A while back I heard an interview with British rocker and
cheesemaker(!) Alex James, late of the band The Blur (with which I am utterly
unfamiliar, being a high culture man*). At one point in a discussion about
cars, the host asked what kind of car Alex drives, to which the response was,
“a black van, with seven seats, for the kids.”
“TV screens?” asked the host.
“Oh, no, not TV screens. I think it’s really important for
children to get bored in cars. No TV screens. Dearie me, no.”
I suspect that many of us know exactly what James meant. He
went on to say that sitting in a car on Sunday drives listening to Top 40 songs
was how he became interested in music—he invented his own entertainment in the
face of “boredom,” and he made a career out of it. In point of fact, I doubt
that Alex was ever bored for long—he figured out how to make lemonade out of lemons, or
at least how to turn pop songs into music that entertained him, that inspired
him.
It’s not that I’m a big believer in forcing kids be bored. On
the wall of my office I have a lovely printed quotation from Elbert Hubbard,
“Boredom is a matter of choice, not circumstance.” Our own kids learned pretty
quickly not to profess boredom but to find something, quick, to occupy
their attention.
Lately I keep hearing how boring school is. All lectures are
boring, all textbooks are boring, all homework is boring—except of course in
the magical Schools of the Future, in which the battle against boredom will be won by
stimulating work, scintillating projects, teachers with minimized roles, and
heaps of technology, which adults seem to believe all children find intrinsically
interesting.
This is all good. Keeping students’ interest in school has
long been recognized as the key to success, and my experience supports
this supposition. I’m not sure, however, that we are obligated to turn school exclusively into an entertainment zone, where every moment and every instructional
experience is simply a rollicking good time, every teacher a potential Comedy Central Emmy winner.
I suspect that student boredom has a long and honorable history. One might suppose that some of the child prodigies of the
past, particularly in the sciences, found formal education exceptionally
boring, and responded by choosing—as Elbert Hubbard suggests—to find something
interesting to do with their underoccupied minds. Pretty clearly such big
brains as Gates, Jobs, and Wozniak needed something more exciting to do with
their heads than schoolwork. The Computer Age, it seems safe to suggest, was
built on a solid foundation of boredom.

* [ENTRIES]

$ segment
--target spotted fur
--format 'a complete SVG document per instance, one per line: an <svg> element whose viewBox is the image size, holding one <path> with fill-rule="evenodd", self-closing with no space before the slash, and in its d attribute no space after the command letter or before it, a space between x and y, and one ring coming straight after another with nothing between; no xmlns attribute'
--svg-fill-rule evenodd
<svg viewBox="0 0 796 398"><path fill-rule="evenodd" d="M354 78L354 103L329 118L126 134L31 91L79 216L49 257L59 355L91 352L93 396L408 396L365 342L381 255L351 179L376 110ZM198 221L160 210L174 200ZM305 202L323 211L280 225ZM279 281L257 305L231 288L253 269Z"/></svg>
---
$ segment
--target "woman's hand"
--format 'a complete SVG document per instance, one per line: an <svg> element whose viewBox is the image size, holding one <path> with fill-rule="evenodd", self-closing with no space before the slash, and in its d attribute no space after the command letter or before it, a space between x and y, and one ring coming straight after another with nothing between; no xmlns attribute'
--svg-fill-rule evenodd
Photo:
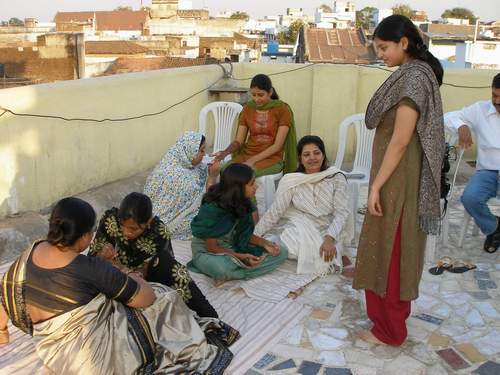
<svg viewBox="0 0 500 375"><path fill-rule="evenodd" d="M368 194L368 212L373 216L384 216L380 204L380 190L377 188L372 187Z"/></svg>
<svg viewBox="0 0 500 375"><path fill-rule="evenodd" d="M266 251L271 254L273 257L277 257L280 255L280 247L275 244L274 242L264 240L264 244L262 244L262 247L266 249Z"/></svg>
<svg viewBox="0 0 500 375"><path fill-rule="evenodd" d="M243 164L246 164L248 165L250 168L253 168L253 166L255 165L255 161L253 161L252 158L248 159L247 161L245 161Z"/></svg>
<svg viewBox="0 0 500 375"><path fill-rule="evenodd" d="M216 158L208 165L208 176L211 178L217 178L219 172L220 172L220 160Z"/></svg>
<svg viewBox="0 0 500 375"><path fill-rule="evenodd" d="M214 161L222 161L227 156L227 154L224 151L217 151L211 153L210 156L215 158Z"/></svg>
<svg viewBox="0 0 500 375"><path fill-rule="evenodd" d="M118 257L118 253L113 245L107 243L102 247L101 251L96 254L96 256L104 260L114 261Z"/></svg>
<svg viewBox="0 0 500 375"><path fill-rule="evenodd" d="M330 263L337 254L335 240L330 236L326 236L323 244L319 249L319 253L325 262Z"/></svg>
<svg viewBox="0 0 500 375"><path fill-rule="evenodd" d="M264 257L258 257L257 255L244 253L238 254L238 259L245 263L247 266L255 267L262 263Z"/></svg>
...
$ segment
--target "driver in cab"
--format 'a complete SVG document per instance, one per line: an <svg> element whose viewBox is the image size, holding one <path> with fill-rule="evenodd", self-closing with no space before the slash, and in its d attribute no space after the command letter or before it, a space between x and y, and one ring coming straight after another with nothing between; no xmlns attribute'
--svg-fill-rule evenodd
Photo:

* [WRITTEN TASKS]
[A] List every person the essay on boredom mentions by name.
[B] Using the essay on boredom, say whether each statement agrees with it, and quote the words that decide it: (i) Alex James said his van has TV screens for the kids. (ii) The writer keeps a printed quotation from Elbert Hubbard on an office wall. (iii) The writer holds that school should be turned exclusively into an entertainment zone.
[C] Copy the essay on boredom word for word, starting at "I suspect that many" and ending at "their attention.".
The entries have no connection to the essay on boredom.

* [SOLUTIONS TO EACH TASK]
[A] Alex James, Elbert Hubbard, Gates, Jobs, Wozniak

[B]
(i) No: "Oh, no, not TV screens."
(ii) Yes: "On the wall of my office I have a lovely printed quotation from Elbert Hubbard"
(iii) No: "I’m not sure, however, that we are obligated to turn school exclusively into an entertainment zone"

[C]
I suspect that many of us know exactly what James meant. He
went on to say that sitting in a car on Sunday drives listening to Top 40 songs
was how he became interested in music—he invented his own entertainment in the
face of “boredom,” and he made a career out of it. In point of fact, I doubt
that Alex was ever bored for long—he figured out how to make lemonade out of lemons, or
at least how to turn pop songs into music that entertained him, that inspired
him.
It’s not that I’m a big believer in forcing kids be bored. On
the wall of my office I have a lovely printed quotation from Elbert Hubbard,
“Boredom is a matter of choice, not circumstance.” Our own kids learned pretty
quickly not to profess boredom but to find something, quick, to occupy
their attention.